● **What the task asks**
Having found the line that holds "A note to the class: find the downspout", give that line and all lines after it again, word for word, through the end of the data below.

● **Information shown**
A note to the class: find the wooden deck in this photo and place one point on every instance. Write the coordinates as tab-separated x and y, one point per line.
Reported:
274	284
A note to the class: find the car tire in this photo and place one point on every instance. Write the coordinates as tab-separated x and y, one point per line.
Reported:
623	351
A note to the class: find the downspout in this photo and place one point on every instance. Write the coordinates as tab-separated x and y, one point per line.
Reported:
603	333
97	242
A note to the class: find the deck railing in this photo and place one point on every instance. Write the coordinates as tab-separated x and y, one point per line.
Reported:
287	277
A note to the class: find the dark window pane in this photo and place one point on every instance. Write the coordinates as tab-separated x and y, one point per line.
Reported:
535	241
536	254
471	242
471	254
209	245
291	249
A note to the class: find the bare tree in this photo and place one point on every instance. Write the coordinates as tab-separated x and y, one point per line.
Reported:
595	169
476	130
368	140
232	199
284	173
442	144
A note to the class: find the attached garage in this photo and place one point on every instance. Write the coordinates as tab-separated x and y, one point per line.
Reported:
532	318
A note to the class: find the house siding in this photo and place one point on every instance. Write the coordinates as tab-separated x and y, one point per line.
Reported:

● **Solved problem**
A note to the class: find the downspout in this photo and place one point on every instance. Write the coordinates as tab-separated x and y, one point per line.
Reported:
603	333
97	242
A note to the class: find the deck railing in this photo and place one point on every instance. Write the coordinates as tab-separated x and y, one point per line.
Reported:
287	277
A note to the class: find the dark window pane in this photo and place one point on every instance. Write the coordinates as tab-separated x and y, one point per line.
Reported:
535	241
536	254
471	242
471	254
209	245
291	249
A note to the class: find the bare tree in this photo and place one point on every instance. Write the coordinates as tab-separated x and y, one point per line.
Reported:
595	169
476	130
368	140
232	199
284	173
442	144
A note to the class: find the attached garage in this photo and place one point on every instance. Write the coordinates as tab-separated x and y, one point per line.
Reported:
532	318
A note to the class: find the house siding in this photo and place one point on every instance. Write the coordinates as tab-separated x and y, one point per line.
Reported:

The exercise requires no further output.